Image entries about named regions:
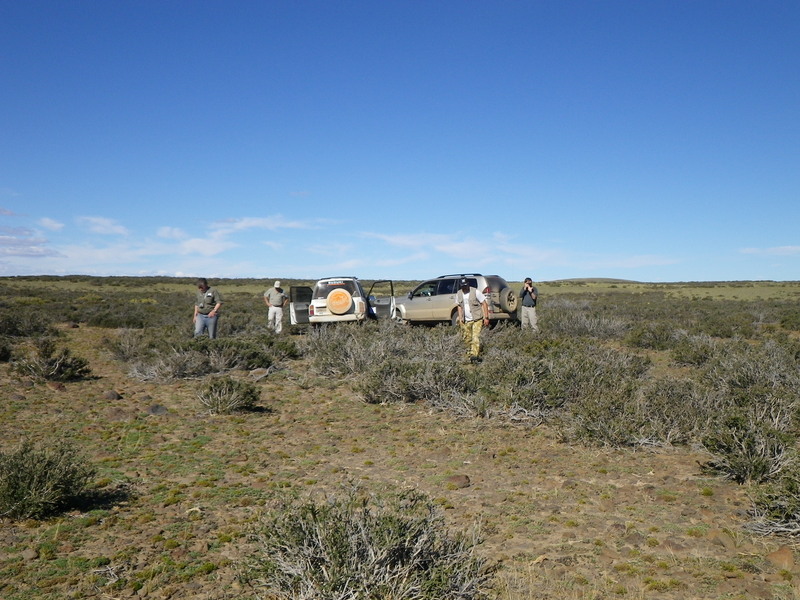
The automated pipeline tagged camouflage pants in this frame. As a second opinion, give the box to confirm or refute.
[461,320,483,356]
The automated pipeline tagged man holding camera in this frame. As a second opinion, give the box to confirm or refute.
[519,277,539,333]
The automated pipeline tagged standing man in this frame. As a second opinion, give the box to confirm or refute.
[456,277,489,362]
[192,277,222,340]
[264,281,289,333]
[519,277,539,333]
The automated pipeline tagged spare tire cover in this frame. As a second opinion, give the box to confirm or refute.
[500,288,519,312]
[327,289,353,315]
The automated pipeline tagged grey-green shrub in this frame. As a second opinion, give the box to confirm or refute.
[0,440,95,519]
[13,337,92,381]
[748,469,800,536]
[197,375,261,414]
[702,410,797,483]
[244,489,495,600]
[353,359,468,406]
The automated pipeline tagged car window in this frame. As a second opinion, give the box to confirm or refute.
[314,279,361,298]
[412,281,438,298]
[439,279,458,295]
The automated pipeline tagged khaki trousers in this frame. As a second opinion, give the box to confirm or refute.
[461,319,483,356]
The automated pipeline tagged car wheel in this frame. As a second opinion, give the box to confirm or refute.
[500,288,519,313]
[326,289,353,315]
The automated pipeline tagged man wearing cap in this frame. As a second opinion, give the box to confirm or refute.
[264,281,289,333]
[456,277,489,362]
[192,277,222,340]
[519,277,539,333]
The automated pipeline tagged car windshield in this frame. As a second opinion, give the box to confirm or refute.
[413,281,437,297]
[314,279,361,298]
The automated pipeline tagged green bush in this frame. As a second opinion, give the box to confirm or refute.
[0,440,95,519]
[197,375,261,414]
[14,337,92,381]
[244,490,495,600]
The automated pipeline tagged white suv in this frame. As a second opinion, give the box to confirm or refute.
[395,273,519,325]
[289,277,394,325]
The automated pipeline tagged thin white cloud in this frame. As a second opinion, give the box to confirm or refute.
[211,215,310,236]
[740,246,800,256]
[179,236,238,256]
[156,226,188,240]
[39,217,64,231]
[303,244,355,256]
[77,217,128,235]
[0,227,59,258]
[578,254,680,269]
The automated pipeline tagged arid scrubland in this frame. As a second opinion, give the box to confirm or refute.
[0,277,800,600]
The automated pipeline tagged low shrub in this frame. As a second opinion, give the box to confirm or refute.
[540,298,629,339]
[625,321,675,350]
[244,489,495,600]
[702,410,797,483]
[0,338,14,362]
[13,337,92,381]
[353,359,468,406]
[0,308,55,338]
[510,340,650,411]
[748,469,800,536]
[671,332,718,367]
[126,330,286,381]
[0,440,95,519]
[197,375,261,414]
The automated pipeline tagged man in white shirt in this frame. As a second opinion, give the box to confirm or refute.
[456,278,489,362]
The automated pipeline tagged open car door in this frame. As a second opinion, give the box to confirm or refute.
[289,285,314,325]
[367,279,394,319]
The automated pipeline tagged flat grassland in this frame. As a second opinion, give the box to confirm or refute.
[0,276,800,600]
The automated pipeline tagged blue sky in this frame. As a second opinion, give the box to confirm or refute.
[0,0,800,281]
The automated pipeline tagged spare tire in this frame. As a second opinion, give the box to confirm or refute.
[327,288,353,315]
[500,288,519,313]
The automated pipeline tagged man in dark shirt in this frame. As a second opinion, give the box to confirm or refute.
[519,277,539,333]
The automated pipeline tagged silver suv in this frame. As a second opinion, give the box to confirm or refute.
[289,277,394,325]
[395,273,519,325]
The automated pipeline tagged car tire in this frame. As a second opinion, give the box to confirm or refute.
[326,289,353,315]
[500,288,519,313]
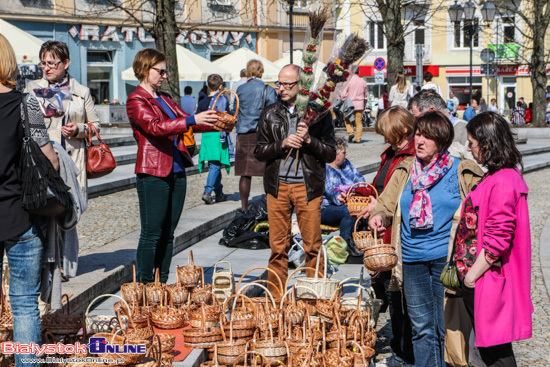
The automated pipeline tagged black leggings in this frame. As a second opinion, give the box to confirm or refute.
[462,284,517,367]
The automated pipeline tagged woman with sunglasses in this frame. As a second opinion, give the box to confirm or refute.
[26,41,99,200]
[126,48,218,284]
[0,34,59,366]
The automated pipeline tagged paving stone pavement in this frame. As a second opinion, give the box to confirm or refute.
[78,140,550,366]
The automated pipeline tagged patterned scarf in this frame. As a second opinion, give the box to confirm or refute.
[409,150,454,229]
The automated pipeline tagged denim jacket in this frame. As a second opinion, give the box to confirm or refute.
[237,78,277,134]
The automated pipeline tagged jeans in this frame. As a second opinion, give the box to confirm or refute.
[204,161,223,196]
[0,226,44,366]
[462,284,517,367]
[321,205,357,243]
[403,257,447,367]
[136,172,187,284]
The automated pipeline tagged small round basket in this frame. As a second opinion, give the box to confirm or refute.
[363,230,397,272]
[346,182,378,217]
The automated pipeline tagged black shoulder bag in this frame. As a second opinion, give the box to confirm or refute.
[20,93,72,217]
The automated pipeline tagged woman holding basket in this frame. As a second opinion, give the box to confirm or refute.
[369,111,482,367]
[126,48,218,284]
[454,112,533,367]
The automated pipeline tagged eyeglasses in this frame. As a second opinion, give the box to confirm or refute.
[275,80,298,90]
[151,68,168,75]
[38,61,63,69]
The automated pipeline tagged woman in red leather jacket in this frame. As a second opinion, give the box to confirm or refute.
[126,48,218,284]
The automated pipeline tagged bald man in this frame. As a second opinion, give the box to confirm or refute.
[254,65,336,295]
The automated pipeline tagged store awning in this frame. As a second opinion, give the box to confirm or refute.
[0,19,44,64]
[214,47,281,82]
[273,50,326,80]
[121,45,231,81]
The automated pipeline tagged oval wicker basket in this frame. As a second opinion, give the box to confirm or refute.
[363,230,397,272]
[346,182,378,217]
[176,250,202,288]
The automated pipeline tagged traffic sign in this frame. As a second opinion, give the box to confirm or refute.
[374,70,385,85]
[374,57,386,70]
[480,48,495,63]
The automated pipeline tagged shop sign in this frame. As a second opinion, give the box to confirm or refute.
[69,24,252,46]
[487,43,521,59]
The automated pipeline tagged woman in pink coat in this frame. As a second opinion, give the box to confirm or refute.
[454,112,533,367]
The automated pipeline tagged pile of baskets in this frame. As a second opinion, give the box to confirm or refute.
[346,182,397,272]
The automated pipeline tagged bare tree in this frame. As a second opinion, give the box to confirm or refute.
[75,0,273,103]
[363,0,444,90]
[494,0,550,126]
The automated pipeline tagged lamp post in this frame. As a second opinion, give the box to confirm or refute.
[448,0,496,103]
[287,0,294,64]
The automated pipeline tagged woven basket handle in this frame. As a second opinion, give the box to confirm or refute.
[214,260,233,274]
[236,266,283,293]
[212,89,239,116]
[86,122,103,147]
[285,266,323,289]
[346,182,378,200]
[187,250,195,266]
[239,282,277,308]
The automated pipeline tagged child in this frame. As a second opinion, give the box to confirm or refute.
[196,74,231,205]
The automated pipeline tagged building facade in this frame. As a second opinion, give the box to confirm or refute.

What is required: Please reproduce all of the records above word for word, leaving the pictures out of your answer.

Completed task:
The automated pipeline tagged camouflage pants in this frame. As a second opinion, give the box to confirm or refute.
[461,320,483,356]
The automated pipeline tagged man holding camera in this frame. As a second opinion, give the box to confirm or refute.
[519,277,539,333]
The automated pipeline tagged standing man in this frame. As a second opinion, give the box to confirm or refute.
[456,277,489,362]
[192,277,222,340]
[264,281,289,333]
[519,277,539,333]
The automated pipeline tagged spare tire cover in this frame. As a second opinion, give the box to confirm or refute.
[500,288,519,312]
[327,289,353,315]
The automated pipeline tagged grey-green shrub in this frame. As a second opinion, give the box to confirm or refute.
[0,440,95,519]
[13,337,92,381]
[748,469,800,536]
[197,375,261,414]
[702,410,797,483]
[244,489,495,600]
[353,359,468,406]
The automated pipeline tagged car window in this frame. As a second opinion, give the box to confirm or refute.
[314,279,361,298]
[412,281,438,298]
[439,279,458,295]
The automated pipeline tagged khaki trousers in this frame. As a second opinion, give the box to confirm or refute.
[461,319,483,356]
The automated pipeline tagged car wheel in this frame. As a second opinion, give the box to confirm or refute.
[500,288,519,313]
[326,289,353,315]
The automated pipeline tagged man wearing cap in this frame. As a second opinion, give the box to confirm or refute.
[264,281,289,333]
[456,277,489,362]
[192,277,222,340]
[519,277,539,333]
The automated pipeline tagged car windshield in this frame. As a second opinion, give the box to confirm or refute.
[413,281,437,297]
[314,279,361,298]
The automated pipeline tagged green bush in this frame. As a second opinion, give the box to confirm or refute.
[0,440,95,519]
[197,375,261,414]
[14,337,92,381]
[244,490,495,600]
The automated pipeline tagged white suv in this frame. As a second opinion, give the box to confirm or refute.
[395,273,519,325]
[289,277,394,325]
The automated pipeline tagged thin white cloud in this frame. As a second opinion, give the box to confirm or refute.
[211,215,310,236]
[740,246,800,256]
[179,236,238,256]
[156,226,188,240]
[39,217,64,231]
[303,244,355,256]
[77,217,128,235]
[0,227,59,258]
[578,254,680,269]
The automated pipeline tagged arid scrubland in this frame. As a second opinion, give the box to confirm or refute.
[0,277,800,600]
The automated pipeline tagged low shrub in this frame. As a second opinion, give the box to confirm or refute.
[540,298,629,339]
[625,321,675,350]
[244,489,495,600]
[702,410,797,483]
[0,338,14,362]
[13,337,92,381]
[353,359,468,406]
[0,308,55,338]
[510,340,650,411]
[748,469,800,536]
[671,332,718,367]
[126,330,286,381]
[0,440,95,519]
[197,375,261,414]
The automated pipeline tagged man in white shirt in this frame. As a second opinion, give the box to confirm or refute.
[456,278,489,362]
The automated pipeline tagged open car door in this frame. As a second opinion, give the box to confirm or refute.
[289,285,314,325]
[367,279,394,319]
The automated pipeline tagged flat grassland in this frame. As a second opinion, give the box to confirm or refute.
[0,276,800,600]
The automated pipeline tagged blue sky in this frame. As a second opinion, give the box to confirm or refute.
[0,0,800,281]
The automated pipeline tagged spare tire in this frame. As a second opinion, give the box to confirm or refute.
[327,288,353,315]
[500,288,519,313]
The automated pipeline tagged man in dark shirt in this frame. As a second opinion, give the box to confirm or refute.
[519,277,539,333]
The automated pipeline tagged silver suv in this frame. As a second opinion, give the box to confirm or refute.
[289,277,394,325]
[395,273,519,325]
The automated pipeline tagged car tire in this frame. As a second opinion, give the box to confirm or refute.
[326,289,353,315]
[500,288,519,313]
The automated pipeline tagged black leggings in this frame. As a second opinion, give the box to confirm or refute.
[462,284,517,367]
The automated pipeline tagged woman with sunglasses in this frame. As a second opinion, give the box to confirm or refute.
[26,41,99,200]
[126,48,218,284]
[0,34,59,366]
The automated pipeline tagged paving stone pavement in this frame. As a second opinion, give the box to confirm or refute.
[78,140,550,366]
The automated pipeline tagged patterned scarf in this frame. As a second opinion, give the box to confirm or refute.
[409,150,454,229]
The automated pipeline tagged denim jacket in this frame. As a second opinion, give the box to confirm or refute.
[237,78,277,134]
The automated pipeline tagged jeans in this frame. As a second opinion, give the box to confirm or refute.
[204,161,223,196]
[0,226,44,366]
[462,284,517,367]
[321,205,357,243]
[403,257,447,367]
[136,172,187,284]
The automated pipeline tagged small round basket in this frame. As a second opinion, give the box to confirm or refute.
[363,230,397,272]
[346,182,378,217]
The automated pipeline tagged black shoulder bag in this frame. As a second opinion, give the box to confirm or refute.
[20,93,72,217]
The automated pipeline tagged woman holding basket in this frame. As a second opinion, give the box to confirm or refute.
[369,111,482,367]
[126,48,218,284]
[454,112,533,367]
The automated pipeline tagged eyeglasses in this frame. As a second opinion, give the box to confirm or refute.
[275,80,298,90]
[151,68,168,75]
[38,61,63,69]
The automated pipeline tagged woman in red leather jacket in this frame. As a second opinion, give the box to confirm or refute.
[126,48,218,284]
The automated pipeline tagged bald man in this frame. As a second opinion, give the box to confirm or refute.
[254,65,336,295]
The automated pipeline tagged store awning in this frame. As a second opinion, give the box to confirm or refute.
[0,19,44,64]
[214,47,281,82]
[273,50,326,80]
[121,45,231,81]
The automated pipeline tagged oval wicker basket in this frame. As a second opinion, give the box to confirm or refute.
[363,230,397,272]
[346,182,378,217]
[176,250,202,288]
The automated pipeline tagged traffic sign in this frame. As a second opinion, give the box to confirm or refute.
[374,70,385,85]
[374,57,386,70]
[480,48,495,63]
The automated pipeline tagged shop sign in this frame. As a second opinion, give the box to confirm or refute.
[69,24,252,46]
[487,43,521,59]
The automated pipeline tagged woman in pink coat in this frame. As a second opinion, give the box to confirm or refute.
[454,112,533,367]
The automated pipeline tagged pile of baskets in this frame. As a second opinion, give the box to confirm or refute.
[346,182,397,272]
The automated pipeline tagged bare tree in this frame. As a second opinion, give the box to confirm or refute.
[75,0,273,103]
[363,0,444,90]
[494,0,550,126]
The automated pipeline tagged lamp post in this frame. As a second opinion, give the box to confirm or refute.
[448,0,496,103]
[287,0,294,64]
The automated pipeline tagged woven basket handle in this frame. As a second opinion, give the box to confirm or refute.
[214,260,233,274]
[236,266,283,293]
[212,89,239,116]
[86,122,103,147]
[285,266,323,289]
[346,182,378,200]
[187,250,195,266]
[239,282,277,308]
The automated pipeline tagged child in this frame. As a second opinion, give the box to confirm or refute.
[196,74,231,205]
The automated pipeline tagged building facade in this frame. As a second opinion, give the box to confirm or refute.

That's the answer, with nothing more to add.